[Point annotation records]
- - - - -
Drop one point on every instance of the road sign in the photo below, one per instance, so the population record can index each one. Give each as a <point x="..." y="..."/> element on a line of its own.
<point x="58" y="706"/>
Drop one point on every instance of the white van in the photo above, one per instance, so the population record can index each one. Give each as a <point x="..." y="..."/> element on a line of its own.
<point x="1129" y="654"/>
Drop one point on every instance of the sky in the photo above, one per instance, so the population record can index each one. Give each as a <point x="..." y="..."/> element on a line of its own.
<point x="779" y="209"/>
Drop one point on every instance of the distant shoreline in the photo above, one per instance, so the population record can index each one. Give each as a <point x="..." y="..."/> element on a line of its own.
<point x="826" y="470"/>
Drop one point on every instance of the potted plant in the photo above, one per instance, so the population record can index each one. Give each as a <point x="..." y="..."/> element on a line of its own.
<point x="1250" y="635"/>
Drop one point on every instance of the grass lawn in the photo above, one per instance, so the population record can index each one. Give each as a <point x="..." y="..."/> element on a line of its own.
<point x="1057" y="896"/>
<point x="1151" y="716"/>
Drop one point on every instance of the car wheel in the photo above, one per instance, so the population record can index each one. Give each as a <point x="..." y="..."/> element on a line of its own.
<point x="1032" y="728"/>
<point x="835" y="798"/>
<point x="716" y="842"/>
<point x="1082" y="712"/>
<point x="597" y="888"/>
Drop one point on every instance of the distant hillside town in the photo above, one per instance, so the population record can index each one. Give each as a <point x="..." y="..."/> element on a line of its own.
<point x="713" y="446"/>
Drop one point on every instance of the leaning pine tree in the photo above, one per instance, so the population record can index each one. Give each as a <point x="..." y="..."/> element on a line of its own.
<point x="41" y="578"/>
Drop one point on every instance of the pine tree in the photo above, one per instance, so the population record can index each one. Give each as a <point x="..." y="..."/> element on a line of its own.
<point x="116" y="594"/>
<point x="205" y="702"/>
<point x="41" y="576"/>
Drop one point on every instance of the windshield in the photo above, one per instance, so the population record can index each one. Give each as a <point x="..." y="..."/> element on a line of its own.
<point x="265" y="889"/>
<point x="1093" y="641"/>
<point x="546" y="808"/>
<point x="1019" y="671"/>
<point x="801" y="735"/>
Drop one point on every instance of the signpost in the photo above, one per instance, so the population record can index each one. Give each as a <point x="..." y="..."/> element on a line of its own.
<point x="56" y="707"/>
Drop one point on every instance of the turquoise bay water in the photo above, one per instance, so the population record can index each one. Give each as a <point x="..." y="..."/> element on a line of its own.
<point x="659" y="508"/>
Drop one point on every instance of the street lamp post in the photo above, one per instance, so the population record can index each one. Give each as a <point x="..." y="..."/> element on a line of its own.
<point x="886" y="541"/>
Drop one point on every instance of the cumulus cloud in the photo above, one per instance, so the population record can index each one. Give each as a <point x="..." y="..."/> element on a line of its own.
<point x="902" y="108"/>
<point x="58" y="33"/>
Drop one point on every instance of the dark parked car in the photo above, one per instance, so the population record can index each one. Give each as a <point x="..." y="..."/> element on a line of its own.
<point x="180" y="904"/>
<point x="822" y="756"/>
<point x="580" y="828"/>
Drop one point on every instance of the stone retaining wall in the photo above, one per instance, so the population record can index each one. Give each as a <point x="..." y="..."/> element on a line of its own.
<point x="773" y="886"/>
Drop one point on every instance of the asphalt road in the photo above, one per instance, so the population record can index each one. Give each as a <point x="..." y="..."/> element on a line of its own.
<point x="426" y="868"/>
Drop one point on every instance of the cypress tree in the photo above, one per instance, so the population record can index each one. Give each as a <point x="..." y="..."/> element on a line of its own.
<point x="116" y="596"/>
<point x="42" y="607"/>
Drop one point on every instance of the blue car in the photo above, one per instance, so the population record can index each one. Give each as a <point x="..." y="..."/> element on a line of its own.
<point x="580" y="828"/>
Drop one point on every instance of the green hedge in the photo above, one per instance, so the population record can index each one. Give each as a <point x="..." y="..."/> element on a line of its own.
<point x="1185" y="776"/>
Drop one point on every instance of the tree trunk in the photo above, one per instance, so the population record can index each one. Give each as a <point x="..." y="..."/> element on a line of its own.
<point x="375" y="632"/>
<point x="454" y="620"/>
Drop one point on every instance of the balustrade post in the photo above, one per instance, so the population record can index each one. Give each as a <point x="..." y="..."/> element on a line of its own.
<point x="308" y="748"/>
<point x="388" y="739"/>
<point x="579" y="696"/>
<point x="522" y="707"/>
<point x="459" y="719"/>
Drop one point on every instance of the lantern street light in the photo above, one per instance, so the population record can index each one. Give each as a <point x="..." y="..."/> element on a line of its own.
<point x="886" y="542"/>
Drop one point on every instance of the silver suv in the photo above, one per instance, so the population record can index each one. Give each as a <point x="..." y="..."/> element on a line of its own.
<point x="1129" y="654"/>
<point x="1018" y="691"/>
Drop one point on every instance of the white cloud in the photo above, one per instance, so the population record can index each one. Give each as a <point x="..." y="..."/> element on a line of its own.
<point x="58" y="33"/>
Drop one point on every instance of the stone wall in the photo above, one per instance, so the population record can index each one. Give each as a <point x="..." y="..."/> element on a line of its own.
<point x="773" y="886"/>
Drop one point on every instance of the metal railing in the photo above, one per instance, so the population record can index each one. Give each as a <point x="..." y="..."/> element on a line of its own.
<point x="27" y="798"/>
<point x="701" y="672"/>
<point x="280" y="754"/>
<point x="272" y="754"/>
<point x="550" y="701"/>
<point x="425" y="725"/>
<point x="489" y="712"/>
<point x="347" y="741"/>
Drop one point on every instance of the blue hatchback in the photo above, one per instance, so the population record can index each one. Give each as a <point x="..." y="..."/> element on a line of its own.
- - - - -
## [THE PROBLEM]
Retype the material in full. Each word must match.

## [WRITTEN RESPONSE]
Drop one point on every instance of the road sign in the photo below, one per instance, so the population record can index each one. Give each as a <point x="..." y="..."/> element on a line of its own.
<point x="58" y="706"/>
Drop one point on every instance of the white van in the photo above, one per instance, so the population record can index each one. Give each as a <point x="..." y="..."/> element on a line of its own.
<point x="1129" y="654"/>
Drop one point on every instance of the sky in the photo above, one per instance, so the population record can index each one. Give each as a <point x="..." y="..."/> element on a line of its own.
<point x="779" y="209"/>
Drop one point on every instance of the distant shoreline in the photo above, one per instance, so the population record can index each one. Give each as a <point x="..." y="..."/> element on a line of its own.
<point x="826" y="470"/>
Drop one point on every instance of the potted plant in the photo above, one per instance, so the population record can index each one. Give each as a <point x="..." y="..."/> element on a line of its own.
<point x="1250" y="635"/>
Drop one point on every instance of the grass lawn in the photo above, one per instance, so the population record can index each one. Give each as a <point x="..." y="..."/> element on a line of its own.
<point x="1057" y="896"/>
<point x="1151" y="716"/>
Drop one point on every instance of the car wheel in the photo above, one per instance, so the population record can index each one. Give each as a <point x="..." y="..."/> element on a line of its own.
<point x="1032" y="728"/>
<point x="835" y="798"/>
<point x="716" y="842"/>
<point x="1082" y="712"/>
<point x="597" y="888"/>
Drop one point on every instance of the distant hillside town in the photo above, one per instance, so the population record can index each one. Give each as a <point x="..." y="..."/> element on a line of its own.
<point x="713" y="446"/>
Drop one point on every instance of the leaning pine tree in the photo above, one per instance, so the population record can index each one. Give each as a <point x="..." y="..."/> element on a line of its own.
<point x="41" y="578"/>
Drop one point on every instance of the pine tree in the photo above, one per instance, so the population record can index each one. Give each as a <point x="..." y="..."/> element on a line of its own.
<point x="116" y="594"/>
<point x="205" y="702"/>
<point x="41" y="576"/>
Drop one point on every instance of the windshield in the photo above, one per instance, so the population record can index each one. Give each as a <point x="..." y="..."/> element on a line of its own.
<point x="265" y="889"/>
<point x="1093" y="641"/>
<point x="546" y="808"/>
<point x="1019" y="671"/>
<point x="801" y="735"/>
Drop one point on every instance of the signpost in the photo above, one per instance, so the population record can index each one. Give each as a <point x="..." y="..."/> element on a line of its own.
<point x="56" y="707"/>
Drop one point on every instance of the turquoise bay water in the photo above, one per instance, so the population record can index each one. Give each as a <point x="..." y="..."/> element on a line of its own.
<point x="659" y="508"/>
Drop one point on every instance of the street lamp post in the photo above, one per instance, so the population record can index each one. Give each as a <point x="..." y="..."/> element on a line of its own.
<point x="886" y="541"/>
Drop one point on every instance of the cumulus cloud in the photo above, one per instance, so the population record can index each one. Give each as a <point x="..." y="..."/> element on a line of its own.
<point x="902" y="108"/>
<point x="58" y="33"/>
Drop one point on every instance of the dark parked car in the photo above, one per instance, so the population record can index each one. Give each as a <point x="..." y="..."/> element on a line of its own.
<point x="180" y="904"/>
<point x="822" y="756"/>
<point x="580" y="828"/>
Drop one point on every instance of the stone retaining wall in the photo above, one per instance, so the population record can index each one. Give each as a <point x="..." y="..."/> element on a line of its own.
<point x="773" y="886"/>
Drop one point on every instance of the asphalt road in the photo above, one per instance, so the population record can index each one. Give each as a <point x="..." y="..."/> element on a line of its own.
<point x="426" y="868"/>
Drop one point on every instance of the cypress tree in the photo above, one per instance, so the population record can index each one. Give each as a <point x="..." y="..."/> element on a line of its own.
<point x="116" y="596"/>
<point x="42" y="607"/>
Drop one point on every instance of the blue car in the photo above, one per instance, so the population record can index each one. Give each as a <point x="..." y="..."/> element on a line of its own.
<point x="580" y="828"/>
Drop one point on every instance of the green hedge in the photo above, one per instance, so the population record can index each one. Give each as a <point x="..." y="..."/> element on a line of its own.
<point x="1185" y="776"/>
Drop one point on every instance of the tree trunk in the photo above, one per instance, so the population record can index each one. Give each as a <point x="..." y="..."/> element on a line of its own.
<point x="375" y="632"/>
<point x="454" y="620"/>
Drop one point on every instance of the balustrade post in the photo above, one per instance, so the population record can index each one. Give each as a <point x="..." y="..."/> element on a line of its own.
<point x="308" y="748"/>
<point x="388" y="739"/>
<point x="579" y="696"/>
<point x="522" y="707"/>
<point x="459" y="719"/>
Drop one point on every instance of the lantern street light in the photo above, one per instance, so the population record can index each one. Give each as a <point x="..." y="..."/> element on a line of its own.
<point x="886" y="542"/>
Drop one point on every instance of the silver suv in the photo above, one per instance, so the population record can index each one. Give each as a <point x="..." y="..."/> element on a line of its own.
<point x="1129" y="654"/>
<point x="1018" y="691"/>
Drop one point on every instance of the white cloud in the photo above, one per instance, so the population record can index each one. Give each as a <point x="..." y="..."/> element on a line of its own.
<point x="58" y="33"/>
Drop one point on every instance of the stone wall in the photo above, one per instance, so the population record can index each one. Give each as a <point x="..." y="..."/> element on a line of its own.
<point x="773" y="886"/>
Drop one point on every instance of the metal railing in the photo above, one per instance, so the population record can index each one. Give each as a <point x="..." y="..."/> element on a line of its own.
<point x="27" y="798"/>
<point x="701" y="672"/>
<point x="280" y="754"/>
<point x="272" y="754"/>
<point x="550" y="701"/>
<point x="425" y="725"/>
<point x="489" y="712"/>
<point x="347" y="741"/>
Drop one point on every instance of the blue hatchback in the photo above, one per instance, so the population record can index each one. Give each as a <point x="..." y="..."/> element on a line of its own.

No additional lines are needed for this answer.